-- SELECTED PASSAGE --
◆ ◆ ◆

The chronic effects consist mainly of bronchopulmonary disease which, after several years, may be complicated by emphysema and bronchiectasis. The maxillary and frontal sinuses may be affected; involvement is usually bilateral, and pansinusitis may be observed in some cases. X-ray examination of the respiratory system reveals irregular opacities, especially in the medial basal region; the apical regions are not usually affected. In certain cases, nodulation has been observed. Stratigraphy shows that the accentuation of pulmonary pattern depends on pulmonary vascular repletion.

Lung function examination has shown changes in pulmonary ventilation, increased oxygen consumption, reduced expiratory volume per second and increased residual volume. Pulmonary carbon dioxide diffusion capacity was also impaired. The disorders are often of a spasmodic nature. Levels of blood sulphur may be higher than normal; there is increased urinary excretion of sulphates and a rise in the ratio of total to organic sulphur.

Sulphur dust and sulphur dioxide are definitely at the origin of the chronic bronchitis. They irritate the mucous membranes and produce obstructive reactions. The possibility of sulphur-induced pulmonary sclerosis has been much discussed, and sulphur pneumoconiosis (“thiopneumoconiosis”) was described for the first time a century ago. However, experimental research and autopsy findings have shown that sulphur produces chronic bronchopulmonary disease without the formation of true nodular fibrosis and without any feature characteristic of silicosis.

Other sulphur compounds

Sulphur trioxide. The vapour pressure of sulphur trioxide rises rapidly with increasing temperatures and, when the a-form melts, the pressure rise is explosive; consequently transport and storage containers must withstand pressures of 10 to 15 atm. Sulphur trioxide reacts vigorously and highly exothermically with water to produce hydrosulphuric acid. When exposed to moist air, it fumes and forms a mist of sulphuric acid which eventually fills all the available space; it also corrodes metals. It is a powerful oxidizing agent and, in the liquid phase, carbonizes organic materials.

◆ ◆ ◆

-- REQUIRED WORK --
**1.** In the passage on sulfur exposure, rewrite the paragraph beginning "Lung function examination has shown changes" as a brief bulleted list that keeps its main facts.
**2.** According to the passage on sulfur exposure, which regions of the lungs are usually not affected on X-ray examination?

◆ ◆ ◆

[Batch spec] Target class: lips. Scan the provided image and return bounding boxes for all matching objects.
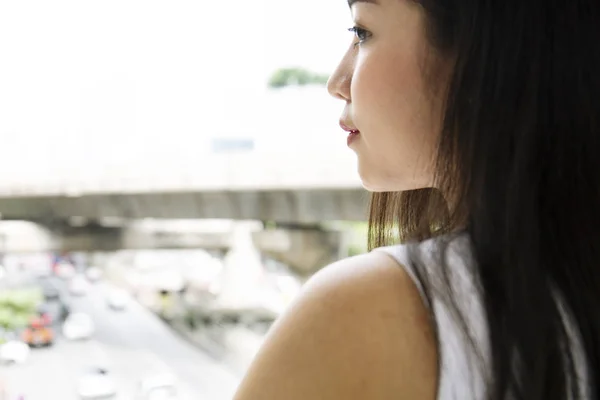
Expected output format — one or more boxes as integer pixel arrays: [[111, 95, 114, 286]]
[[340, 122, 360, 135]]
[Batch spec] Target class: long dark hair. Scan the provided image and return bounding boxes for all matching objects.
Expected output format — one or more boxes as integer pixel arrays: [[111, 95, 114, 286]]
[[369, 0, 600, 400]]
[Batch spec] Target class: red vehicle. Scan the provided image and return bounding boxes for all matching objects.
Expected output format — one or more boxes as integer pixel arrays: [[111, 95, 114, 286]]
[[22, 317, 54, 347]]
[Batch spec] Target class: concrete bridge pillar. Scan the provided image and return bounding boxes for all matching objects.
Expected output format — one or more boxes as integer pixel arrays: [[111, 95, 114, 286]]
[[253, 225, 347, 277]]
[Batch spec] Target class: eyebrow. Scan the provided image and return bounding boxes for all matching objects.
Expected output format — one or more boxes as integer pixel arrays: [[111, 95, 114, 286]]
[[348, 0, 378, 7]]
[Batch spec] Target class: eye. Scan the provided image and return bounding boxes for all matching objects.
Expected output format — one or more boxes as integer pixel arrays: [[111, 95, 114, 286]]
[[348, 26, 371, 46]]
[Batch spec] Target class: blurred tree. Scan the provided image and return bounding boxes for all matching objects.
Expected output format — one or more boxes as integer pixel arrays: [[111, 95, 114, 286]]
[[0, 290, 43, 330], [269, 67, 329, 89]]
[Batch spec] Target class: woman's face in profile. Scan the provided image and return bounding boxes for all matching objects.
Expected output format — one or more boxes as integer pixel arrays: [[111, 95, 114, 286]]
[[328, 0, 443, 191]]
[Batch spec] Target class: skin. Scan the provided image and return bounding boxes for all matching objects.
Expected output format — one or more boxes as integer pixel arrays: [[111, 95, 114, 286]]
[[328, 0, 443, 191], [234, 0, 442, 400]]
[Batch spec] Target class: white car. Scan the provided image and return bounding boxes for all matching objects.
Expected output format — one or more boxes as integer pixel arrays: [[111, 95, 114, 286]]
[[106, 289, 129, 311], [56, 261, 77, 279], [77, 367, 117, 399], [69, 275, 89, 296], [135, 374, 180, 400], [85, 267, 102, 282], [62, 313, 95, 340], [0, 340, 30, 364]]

◆ ◆ ◆

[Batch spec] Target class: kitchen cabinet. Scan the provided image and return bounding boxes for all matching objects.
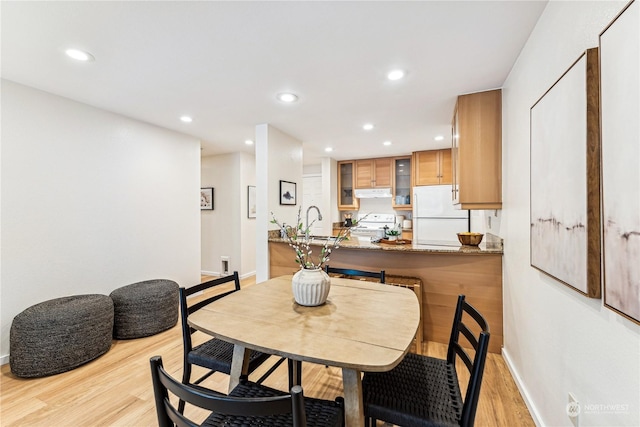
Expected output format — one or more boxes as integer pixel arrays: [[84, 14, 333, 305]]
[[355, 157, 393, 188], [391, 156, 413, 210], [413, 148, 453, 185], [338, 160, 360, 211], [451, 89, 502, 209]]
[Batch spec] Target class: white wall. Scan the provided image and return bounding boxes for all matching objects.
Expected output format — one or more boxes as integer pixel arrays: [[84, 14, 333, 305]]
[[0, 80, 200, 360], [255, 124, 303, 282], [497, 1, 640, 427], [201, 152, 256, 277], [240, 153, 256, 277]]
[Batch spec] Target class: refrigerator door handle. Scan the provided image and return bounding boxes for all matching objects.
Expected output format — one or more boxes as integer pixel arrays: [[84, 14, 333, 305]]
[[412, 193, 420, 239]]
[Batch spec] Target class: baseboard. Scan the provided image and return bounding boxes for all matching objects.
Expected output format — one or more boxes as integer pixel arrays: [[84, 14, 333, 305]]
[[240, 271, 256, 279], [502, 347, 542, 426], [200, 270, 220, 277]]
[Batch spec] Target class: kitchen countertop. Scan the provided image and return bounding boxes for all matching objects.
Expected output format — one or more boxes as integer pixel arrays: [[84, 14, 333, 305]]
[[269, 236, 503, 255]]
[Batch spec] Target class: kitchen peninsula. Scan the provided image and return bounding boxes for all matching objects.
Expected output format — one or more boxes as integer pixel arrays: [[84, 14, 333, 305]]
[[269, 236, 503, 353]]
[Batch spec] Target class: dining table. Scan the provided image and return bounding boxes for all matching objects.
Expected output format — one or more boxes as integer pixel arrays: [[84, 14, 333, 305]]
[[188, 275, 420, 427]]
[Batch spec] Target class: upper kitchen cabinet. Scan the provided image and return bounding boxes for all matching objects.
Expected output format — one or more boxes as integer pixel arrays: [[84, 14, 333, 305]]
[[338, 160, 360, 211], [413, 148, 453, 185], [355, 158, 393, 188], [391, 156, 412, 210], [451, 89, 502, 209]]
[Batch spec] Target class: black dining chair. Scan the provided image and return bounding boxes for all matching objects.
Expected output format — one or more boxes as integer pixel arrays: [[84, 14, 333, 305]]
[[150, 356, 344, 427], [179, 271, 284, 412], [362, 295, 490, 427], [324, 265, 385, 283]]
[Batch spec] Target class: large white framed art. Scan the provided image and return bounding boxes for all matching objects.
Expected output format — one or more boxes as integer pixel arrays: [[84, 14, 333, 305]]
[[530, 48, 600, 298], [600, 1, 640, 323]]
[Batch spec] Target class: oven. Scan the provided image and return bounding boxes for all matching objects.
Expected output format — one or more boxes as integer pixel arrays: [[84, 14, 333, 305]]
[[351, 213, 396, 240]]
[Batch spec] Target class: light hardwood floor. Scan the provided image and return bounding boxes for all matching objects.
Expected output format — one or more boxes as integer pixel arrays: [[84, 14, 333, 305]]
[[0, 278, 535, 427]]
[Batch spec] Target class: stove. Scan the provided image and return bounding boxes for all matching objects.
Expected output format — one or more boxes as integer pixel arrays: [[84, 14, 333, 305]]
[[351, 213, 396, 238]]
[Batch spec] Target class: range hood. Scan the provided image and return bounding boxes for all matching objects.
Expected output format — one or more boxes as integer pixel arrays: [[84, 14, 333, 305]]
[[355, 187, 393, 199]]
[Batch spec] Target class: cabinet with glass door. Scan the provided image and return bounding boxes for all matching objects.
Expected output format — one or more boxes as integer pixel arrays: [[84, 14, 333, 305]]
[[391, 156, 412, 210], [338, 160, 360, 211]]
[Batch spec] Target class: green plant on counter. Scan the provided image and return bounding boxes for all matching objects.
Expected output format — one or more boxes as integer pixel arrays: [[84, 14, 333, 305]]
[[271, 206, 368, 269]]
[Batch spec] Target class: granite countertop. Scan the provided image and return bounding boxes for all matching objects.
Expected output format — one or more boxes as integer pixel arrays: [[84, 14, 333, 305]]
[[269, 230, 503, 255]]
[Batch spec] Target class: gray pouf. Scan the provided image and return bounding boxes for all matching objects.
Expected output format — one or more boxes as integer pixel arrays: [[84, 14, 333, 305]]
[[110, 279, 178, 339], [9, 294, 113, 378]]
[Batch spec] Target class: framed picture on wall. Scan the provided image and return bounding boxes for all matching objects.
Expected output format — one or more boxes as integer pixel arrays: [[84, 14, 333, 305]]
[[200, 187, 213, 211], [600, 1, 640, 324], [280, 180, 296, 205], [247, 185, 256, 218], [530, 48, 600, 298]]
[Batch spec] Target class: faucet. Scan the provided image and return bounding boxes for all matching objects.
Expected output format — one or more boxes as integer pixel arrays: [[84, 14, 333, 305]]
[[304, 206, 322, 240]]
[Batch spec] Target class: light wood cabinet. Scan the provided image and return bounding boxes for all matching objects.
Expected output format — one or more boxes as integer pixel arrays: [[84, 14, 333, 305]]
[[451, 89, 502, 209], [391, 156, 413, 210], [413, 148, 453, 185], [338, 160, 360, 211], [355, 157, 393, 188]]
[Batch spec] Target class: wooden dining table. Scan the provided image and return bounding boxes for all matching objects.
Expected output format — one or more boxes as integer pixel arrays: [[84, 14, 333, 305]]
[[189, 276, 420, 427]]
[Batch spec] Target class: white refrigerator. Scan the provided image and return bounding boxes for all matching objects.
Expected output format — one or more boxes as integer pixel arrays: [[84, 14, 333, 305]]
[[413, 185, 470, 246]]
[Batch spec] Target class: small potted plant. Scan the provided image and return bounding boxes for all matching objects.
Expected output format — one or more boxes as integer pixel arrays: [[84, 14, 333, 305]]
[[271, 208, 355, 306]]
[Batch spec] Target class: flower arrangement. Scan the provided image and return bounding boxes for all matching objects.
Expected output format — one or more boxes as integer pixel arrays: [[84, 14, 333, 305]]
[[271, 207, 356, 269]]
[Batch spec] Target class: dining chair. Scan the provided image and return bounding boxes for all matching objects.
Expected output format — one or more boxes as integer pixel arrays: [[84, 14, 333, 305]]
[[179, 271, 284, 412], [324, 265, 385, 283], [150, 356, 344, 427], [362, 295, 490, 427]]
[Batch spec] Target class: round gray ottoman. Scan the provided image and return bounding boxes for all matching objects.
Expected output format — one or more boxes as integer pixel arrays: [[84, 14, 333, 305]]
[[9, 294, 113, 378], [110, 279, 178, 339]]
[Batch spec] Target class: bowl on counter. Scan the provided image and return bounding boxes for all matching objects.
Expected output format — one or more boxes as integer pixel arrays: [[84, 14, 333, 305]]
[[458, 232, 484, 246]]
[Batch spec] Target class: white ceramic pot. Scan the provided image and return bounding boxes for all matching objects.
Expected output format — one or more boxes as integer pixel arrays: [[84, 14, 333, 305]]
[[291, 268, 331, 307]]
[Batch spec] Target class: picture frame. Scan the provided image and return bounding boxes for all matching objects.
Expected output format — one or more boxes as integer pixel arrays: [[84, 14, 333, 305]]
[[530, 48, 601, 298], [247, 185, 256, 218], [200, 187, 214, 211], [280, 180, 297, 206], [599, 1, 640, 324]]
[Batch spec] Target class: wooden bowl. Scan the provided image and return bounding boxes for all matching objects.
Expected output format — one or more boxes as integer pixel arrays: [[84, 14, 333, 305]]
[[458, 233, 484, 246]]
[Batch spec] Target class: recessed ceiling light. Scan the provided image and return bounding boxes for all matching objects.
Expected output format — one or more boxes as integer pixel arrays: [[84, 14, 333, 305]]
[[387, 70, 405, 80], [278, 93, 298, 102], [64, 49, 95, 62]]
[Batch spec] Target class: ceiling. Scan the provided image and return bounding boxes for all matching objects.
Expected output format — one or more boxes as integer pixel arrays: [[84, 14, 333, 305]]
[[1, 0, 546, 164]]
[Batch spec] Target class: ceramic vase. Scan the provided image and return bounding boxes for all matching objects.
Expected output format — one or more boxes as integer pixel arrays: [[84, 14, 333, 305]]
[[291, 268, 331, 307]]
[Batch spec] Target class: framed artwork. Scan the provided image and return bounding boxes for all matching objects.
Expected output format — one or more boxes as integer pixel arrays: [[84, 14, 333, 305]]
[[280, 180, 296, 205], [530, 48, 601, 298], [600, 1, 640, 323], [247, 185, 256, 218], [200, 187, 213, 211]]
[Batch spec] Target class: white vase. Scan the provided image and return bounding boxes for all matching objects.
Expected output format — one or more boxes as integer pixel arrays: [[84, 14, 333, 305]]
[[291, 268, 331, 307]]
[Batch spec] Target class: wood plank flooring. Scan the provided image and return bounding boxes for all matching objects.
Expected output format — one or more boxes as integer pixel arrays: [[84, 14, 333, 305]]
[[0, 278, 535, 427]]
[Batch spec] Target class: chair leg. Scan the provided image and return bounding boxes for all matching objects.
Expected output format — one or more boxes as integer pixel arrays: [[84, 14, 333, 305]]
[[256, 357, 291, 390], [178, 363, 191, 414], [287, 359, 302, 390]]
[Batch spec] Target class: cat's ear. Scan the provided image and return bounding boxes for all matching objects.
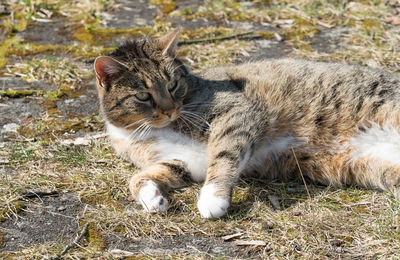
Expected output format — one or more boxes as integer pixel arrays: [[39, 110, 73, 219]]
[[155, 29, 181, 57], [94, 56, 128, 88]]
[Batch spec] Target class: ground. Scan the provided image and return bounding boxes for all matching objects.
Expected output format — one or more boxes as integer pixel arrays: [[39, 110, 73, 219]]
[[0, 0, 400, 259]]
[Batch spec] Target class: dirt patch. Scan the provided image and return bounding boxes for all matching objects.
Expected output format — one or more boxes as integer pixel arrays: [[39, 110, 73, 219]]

◆ ◆ ◆

-- OUTPUTS BY TASK --
**1.**
- Lung function changes: altered pulmonary ventilation, higher oxygen consumption, lower expiratory volume per second, higher residual volume
- Impaired pulmonary carbon dioxide diffusion capacity
- Disorders often spasmodic
- Blood sulfur levels may be above normal
- Increased urinary excretion of sulfates
- Higher ratio of total to organic sulfur

**2.** The apical regions.